== Dataset content
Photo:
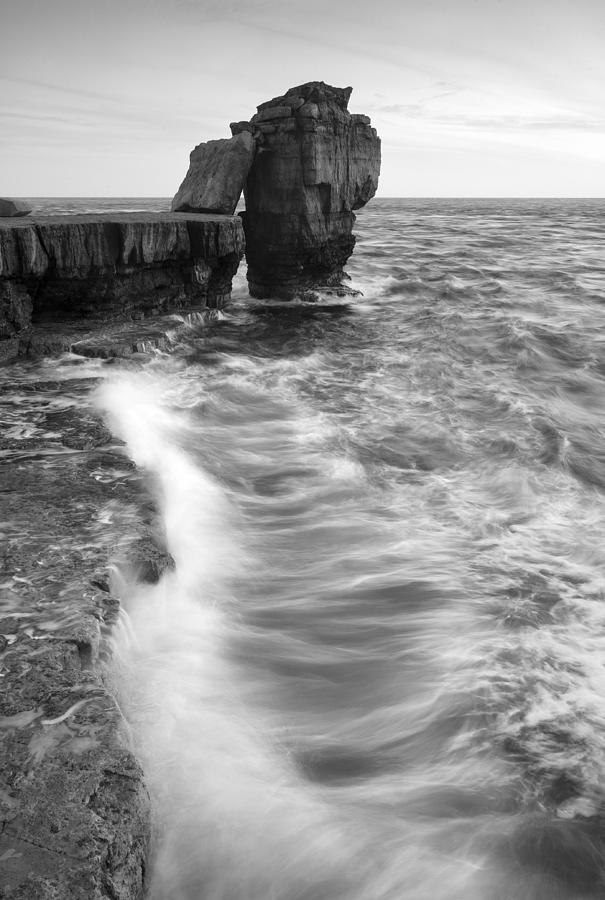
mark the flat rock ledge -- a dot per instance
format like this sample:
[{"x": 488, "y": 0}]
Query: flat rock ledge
[
  {"x": 75, "y": 814},
  {"x": 110, "y": 268}
]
====
What the exercise asks: Please copy only the lines from the one with "mark the flat" through the final line of the records above, both ends included.

Your response:
mark the flat rock ledge -- a dot per instance
format like this sample:
[{"x": 488, "y": 0}]
Query: flat rock ledge
[
  {"x": 75, "y": 814},
  {"x": 110, "y": 268}
]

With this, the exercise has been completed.